=== Requirements ===
Reproduce every one of the entries below word for word, omitting the picture.

=== Extracted information ===

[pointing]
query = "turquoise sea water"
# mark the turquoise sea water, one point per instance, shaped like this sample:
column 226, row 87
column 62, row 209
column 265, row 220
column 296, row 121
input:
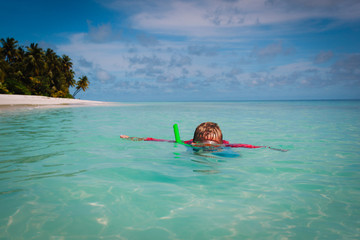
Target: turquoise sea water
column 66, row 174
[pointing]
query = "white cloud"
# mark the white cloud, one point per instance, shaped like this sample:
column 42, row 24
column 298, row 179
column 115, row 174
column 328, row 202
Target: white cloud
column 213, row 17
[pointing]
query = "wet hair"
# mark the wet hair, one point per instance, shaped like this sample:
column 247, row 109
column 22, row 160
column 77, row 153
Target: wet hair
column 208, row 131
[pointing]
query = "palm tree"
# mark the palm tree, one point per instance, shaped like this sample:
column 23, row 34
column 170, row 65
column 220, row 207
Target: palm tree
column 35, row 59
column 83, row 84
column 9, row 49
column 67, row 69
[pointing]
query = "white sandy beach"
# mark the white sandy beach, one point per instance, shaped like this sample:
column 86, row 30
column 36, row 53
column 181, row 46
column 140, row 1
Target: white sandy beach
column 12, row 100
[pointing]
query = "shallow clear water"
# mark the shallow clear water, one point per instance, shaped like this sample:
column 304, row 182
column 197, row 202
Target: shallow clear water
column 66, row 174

=== Answer for the task ===
[pointing]
query = "turquoise sea water"
# mark the turquoise sea water, one point per instance, shaped like this sample:
column 226, row 87
column 62, row 209
column 265, row 220
column 296, row 121
input:
Target: turquoise sea water
column 66, row 174
[pointing]
query = "white cloud"
# mark the white cloud, one point per instance, shaped like this sample:
column 42, row 24
column 298, row 179
column 115, row 174
column 328, row 202
Target: white cloud
column 213, row 17
[pointing]
query = "wet hair"
# mark the wet hair, one point per instance, shaped like this sample:
column 247, row 109
column 22, row 160
column 77, row 153
Target: wet hair
column 208, row 131
[pointing]
query = "palm tree"
# mark the palm tree, one point per instance, shaped like this sample:
column 23, row 34
column 170, row 65
column 220, row 207
Target: palm tree
column 35, row 59
column 83, row 84
column 9, row 49
column 67, row 69
[pointing]
query = "white sandy beach"
# mark the white sandy beach, one point per instance, shaped like this sample:
column 86, row 30
column 36, row 53
column 181, row 46
column 140, row 1
Target: white sandy beach
column 12, row 100
[pointing]
query = "shallow clear water"
# mark the shallow clear water, one point per instance, shaped like this sample:
column 304, row 182
column 197, row 202
Target: shallow clear water
column 66, row 174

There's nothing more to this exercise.